### WHAT TO DO
Which lines in the records below contain the word "notepad"? Report each such line in full, matching case exactly.
## start GIVEN DATA
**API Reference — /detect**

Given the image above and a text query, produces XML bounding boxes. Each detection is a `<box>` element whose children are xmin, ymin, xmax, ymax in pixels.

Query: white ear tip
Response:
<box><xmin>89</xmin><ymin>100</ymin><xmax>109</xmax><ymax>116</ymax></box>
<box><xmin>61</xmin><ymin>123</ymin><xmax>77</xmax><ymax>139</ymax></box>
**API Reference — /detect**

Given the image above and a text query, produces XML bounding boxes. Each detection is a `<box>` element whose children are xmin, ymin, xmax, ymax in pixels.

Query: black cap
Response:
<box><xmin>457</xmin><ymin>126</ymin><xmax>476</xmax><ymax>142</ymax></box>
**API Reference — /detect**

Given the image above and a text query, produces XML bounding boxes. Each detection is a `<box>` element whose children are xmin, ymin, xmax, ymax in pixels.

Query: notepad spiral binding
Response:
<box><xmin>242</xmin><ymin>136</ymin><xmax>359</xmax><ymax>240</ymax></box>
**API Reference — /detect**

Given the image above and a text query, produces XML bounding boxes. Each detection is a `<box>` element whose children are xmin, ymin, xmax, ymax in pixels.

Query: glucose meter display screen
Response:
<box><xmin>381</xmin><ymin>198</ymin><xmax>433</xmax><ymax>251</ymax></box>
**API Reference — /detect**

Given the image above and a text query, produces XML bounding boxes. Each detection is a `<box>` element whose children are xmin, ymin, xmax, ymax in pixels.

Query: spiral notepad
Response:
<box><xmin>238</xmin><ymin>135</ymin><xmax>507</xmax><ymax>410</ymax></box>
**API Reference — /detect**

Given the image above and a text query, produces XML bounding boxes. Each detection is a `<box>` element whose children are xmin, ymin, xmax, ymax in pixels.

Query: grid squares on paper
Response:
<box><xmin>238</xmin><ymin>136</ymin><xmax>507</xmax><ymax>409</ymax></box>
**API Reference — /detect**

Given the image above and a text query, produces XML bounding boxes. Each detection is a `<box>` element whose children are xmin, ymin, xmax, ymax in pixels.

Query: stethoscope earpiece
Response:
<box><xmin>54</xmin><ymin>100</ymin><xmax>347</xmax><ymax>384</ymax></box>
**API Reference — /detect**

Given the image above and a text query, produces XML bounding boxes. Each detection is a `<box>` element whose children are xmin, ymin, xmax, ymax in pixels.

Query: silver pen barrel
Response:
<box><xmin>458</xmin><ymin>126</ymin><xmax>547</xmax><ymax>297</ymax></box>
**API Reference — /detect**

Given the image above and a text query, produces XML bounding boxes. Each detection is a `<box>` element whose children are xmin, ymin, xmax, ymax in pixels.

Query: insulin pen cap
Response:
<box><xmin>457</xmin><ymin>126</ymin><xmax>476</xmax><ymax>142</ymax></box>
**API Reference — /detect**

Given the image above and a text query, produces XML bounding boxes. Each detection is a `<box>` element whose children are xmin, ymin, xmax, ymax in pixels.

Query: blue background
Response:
## end GIVEN DATA
### EXERCISE RESPONSE
Query: notepad spiral binding
Query: spiral notepad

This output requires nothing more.